--- Description of the task ---
Each line from the one holding "In this exercise you will indicate the white and" to the end of the data below must be output verbatim, with no other lines.

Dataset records

>>>>>

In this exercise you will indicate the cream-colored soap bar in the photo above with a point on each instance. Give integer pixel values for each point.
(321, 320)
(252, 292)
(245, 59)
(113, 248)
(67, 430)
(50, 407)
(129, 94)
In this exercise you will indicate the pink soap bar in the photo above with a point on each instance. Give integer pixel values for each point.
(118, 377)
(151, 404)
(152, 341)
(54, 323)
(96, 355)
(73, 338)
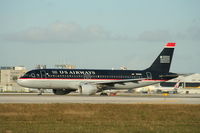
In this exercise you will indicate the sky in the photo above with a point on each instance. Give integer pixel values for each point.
(99, 34)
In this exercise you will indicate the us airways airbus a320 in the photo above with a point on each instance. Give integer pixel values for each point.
(91, 81)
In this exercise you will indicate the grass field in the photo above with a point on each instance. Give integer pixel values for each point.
(99, 118)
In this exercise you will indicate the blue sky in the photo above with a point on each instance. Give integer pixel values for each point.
(99, 33)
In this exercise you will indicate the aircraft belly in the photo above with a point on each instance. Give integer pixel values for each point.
(51, 84)
(132, 85)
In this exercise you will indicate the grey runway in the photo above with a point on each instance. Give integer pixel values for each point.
(97, 99)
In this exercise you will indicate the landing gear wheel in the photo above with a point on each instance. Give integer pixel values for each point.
(103, 94)
(40, 92)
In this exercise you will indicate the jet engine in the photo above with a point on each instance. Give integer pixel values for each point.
(62, 91)
(88, 89)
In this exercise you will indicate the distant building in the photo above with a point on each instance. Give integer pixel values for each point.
(8, 79)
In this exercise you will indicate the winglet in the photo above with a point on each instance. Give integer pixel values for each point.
(170, 45)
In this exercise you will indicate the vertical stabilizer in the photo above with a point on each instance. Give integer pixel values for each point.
(163, 61)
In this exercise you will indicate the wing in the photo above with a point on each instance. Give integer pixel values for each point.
(122, 82)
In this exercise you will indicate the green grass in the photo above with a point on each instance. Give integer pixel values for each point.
(99, 118)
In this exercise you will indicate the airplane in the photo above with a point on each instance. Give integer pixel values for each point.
(92, 81)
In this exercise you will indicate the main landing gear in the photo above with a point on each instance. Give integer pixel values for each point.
(103, 94)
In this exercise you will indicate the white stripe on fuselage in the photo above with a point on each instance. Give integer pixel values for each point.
(75, 83)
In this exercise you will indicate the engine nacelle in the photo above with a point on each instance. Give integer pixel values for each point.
(62, 91)
(88, 89)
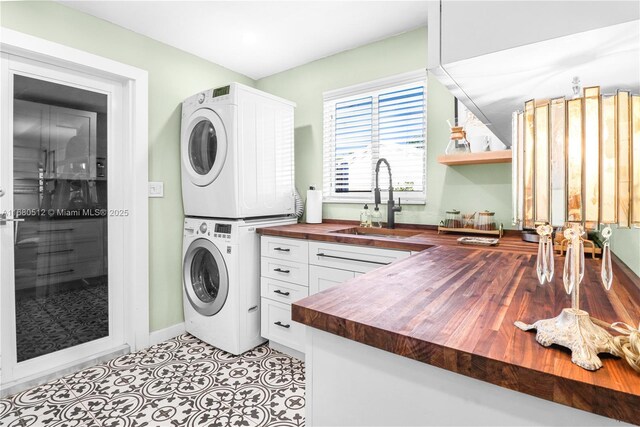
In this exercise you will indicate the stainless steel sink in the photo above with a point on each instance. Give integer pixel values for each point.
(377, 232)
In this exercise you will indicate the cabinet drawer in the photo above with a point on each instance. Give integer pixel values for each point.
(321, 278)
(277, 326)
(284, 292)
(349, 257)
(287, 249)
(288, 271)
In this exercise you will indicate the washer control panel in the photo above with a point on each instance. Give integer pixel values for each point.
(222, 230)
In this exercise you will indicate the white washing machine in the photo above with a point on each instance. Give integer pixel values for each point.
(221, 281)
(237, 154)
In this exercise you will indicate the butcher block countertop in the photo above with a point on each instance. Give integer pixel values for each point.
(454, 306)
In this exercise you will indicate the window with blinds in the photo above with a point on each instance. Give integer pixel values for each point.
(381, 119)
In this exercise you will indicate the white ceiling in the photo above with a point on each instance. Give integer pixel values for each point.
(261, 38)
(499, 83)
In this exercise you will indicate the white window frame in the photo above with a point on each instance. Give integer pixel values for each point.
(328, 159)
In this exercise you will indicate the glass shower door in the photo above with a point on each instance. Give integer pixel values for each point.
(60, 194)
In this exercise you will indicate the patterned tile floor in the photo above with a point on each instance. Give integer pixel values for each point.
(179, 382)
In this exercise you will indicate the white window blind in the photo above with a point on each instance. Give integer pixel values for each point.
(381, 119)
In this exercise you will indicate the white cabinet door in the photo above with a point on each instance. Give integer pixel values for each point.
(289, 271)
(284, 292)
(321, 278)
(288, 249)
(276, 325)
(351, 257)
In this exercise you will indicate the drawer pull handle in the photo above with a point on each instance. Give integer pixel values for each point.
(61, 251)
(71, 270)
(352, 259)
(282, 325)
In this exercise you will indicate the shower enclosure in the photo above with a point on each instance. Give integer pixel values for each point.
(61, 220)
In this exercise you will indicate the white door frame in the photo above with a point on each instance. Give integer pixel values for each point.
(135, 154)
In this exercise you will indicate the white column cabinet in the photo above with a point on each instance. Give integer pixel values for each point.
(292, 269)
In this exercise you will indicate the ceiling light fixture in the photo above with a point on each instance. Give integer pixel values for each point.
(577, 166)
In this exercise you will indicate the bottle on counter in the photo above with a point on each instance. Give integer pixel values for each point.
(365, 217)
(376, 218)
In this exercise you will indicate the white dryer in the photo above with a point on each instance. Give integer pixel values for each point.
(221, 281)
(237, 154)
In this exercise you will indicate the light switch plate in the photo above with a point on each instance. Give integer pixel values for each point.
(156, 189)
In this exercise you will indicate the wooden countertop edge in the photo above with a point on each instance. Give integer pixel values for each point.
(580, 395)
(415, 243)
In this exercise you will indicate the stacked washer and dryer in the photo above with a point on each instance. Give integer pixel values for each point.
(237, 175)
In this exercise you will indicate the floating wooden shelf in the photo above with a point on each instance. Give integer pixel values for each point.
(502, 156)
(497, 232)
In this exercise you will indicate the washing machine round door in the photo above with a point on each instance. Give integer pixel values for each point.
(206, 280)
(204, 147)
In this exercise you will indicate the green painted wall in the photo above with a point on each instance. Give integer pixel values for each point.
(468, 188)
(173, 76)
(625, 243)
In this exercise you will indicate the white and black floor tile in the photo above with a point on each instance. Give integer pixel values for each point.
(180, 382)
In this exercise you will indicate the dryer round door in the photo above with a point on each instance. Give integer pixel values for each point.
(204, 147)
(205, 277)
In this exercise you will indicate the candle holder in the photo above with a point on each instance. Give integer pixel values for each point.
(573, 328)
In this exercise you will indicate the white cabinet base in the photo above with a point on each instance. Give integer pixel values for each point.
(286, 350)
(349, 383)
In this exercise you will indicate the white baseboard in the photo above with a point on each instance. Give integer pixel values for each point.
(39, 378)
(287, 350)
(156, 337)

<<<<<

--- Task answer ---
In this exercise you will indicate the white and black floor tile in the photo above with a point on each instance. Give integer pixel values for each point.
(180, 382)
In this exercise you will indicate the dryer round door in the photo above with a point on each instance. Give integer pixel values for each point.
(204, 147)
(205, 277)
In this exercise you will indicate the candle holder in the photo above with a point on each instance. Give integer pixel values for each point.
(573, 328)
In this exercise you will indicate the white cabinet base in the photo above with a point on each instance. Give integer pixel values for each point.
(286, 350)
(349, 383)
In this exercise you will indicate the white baseboard in the photo above with a point on each instance. Give integer pixel values for each point.
(39, 378)
(287, 350)
(156, 337)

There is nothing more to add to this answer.